> [What is expected]: Reproduce each of the following lines word for word, keeping them all in their original order.
******
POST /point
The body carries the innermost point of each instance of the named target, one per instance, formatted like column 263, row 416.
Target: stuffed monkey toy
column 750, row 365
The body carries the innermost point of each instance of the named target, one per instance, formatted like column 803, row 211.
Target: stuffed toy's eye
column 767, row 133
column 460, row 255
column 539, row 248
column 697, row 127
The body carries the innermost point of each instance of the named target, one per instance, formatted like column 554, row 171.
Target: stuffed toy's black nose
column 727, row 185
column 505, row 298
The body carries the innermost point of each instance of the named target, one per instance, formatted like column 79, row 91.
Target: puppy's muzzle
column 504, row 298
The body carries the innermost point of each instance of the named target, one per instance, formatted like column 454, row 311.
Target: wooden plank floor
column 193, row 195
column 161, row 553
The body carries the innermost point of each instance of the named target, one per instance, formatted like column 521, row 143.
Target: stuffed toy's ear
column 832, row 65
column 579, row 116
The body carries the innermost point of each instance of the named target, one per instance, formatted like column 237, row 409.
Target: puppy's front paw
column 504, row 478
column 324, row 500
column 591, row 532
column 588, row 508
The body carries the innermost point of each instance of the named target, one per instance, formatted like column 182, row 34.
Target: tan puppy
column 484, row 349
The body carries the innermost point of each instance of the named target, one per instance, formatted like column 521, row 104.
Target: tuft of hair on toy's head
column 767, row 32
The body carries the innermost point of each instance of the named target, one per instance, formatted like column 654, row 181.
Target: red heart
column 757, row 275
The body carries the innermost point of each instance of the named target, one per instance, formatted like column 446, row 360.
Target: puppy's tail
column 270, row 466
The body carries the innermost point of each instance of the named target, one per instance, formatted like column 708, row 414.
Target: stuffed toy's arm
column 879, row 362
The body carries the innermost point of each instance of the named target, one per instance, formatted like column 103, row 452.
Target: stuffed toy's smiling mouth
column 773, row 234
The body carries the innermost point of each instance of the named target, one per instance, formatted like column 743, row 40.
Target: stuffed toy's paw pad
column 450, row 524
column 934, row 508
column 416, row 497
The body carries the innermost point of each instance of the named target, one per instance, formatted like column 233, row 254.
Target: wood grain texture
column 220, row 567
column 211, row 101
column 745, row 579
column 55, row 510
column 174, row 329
******
> [Output for this exercise]:
POST /point
The body carries the innermost point of each instance of the named target, one per instance, formatted like column 263, row 416.
Target: stuffed monkey toy
column 750, row 365
The body carries the innermost point of each instance of the named target, one per instance, formatted like column 803, row 211.
Target: stuffed toy's eye
column 767, row 133
column 460, row 255
column 539, row 248
column 697, row 127
The body carries the innermost point of each instance of the named target, one per instance, formatted like column 554, row 171.
Target: stuffed toy's black nose
column 727, row 185
column 505, row 298
The body carries the innermost point of each instance of the named target, one per instance, formatted like column 79, row 91.
Target: puppy's muzzle
column 504, row 298
The body carries the innermost point of each instance of the named target, one per instance, formatted like column 454, row 311.
Target: wooden plank floor
column 193, row 195
column 161, row 553
The body carries the innermost point of each instance of the named target, one per instance, formatted like column 521, row 143.
Target: stuffed toy's ear
column 832, row 65
column 579, row 116
The body carries the innermost point of each instance of the named target, one per instance, formatted like column 237, row 409.
Target: puppy's front paw
column 504, row 478
column 324, row 500
column 591, row 532
column 588, row 508
The body carries the innermost point of each instance of the named target, one per instance, formatted like column 182, row 34.
Target: tan puppy
column 484, row 349
The body carries the innermost point of each instance of the named target, one per instance, formatted like column 521, row 104.
Target: tuft of hair on toy's head
column 767, row 32
The body carries the innermost point of each instance of the named target, one per instance, formatted like column 654, row 181.
Target: red heart
column 757, row 275
The body carries the innermost point of each instance of the named target, one per instance, formatted like column 446, row 360.
Target: puppy's tail
column 270, row 466
The body carries the innermost point of each instance of the named target, one per instance, formatted like column 708, row 414.
Target: stuffed toy's arm
column 879, row 362
The body carries the innermost point of each instance of the named target, one per instance, formatted like column 103, row 452.
Target: stuffed toy's smiling mouth
column 773, row 234
The body carries the innermost point of each instance of the named target, one per instance, formatted like column 743, row 40.
Target: stuffed toy's paw pad
column 450, row 524
column 934, row 508
column 416, row 497
The body carries the innermost point of each instance of the named target, one per instance, formatted like column 233, row 254.
Target: wood grain texture
column 220, row 567
column 211, row 101
column 745, row 579
column 55, row 510
column 174, row 329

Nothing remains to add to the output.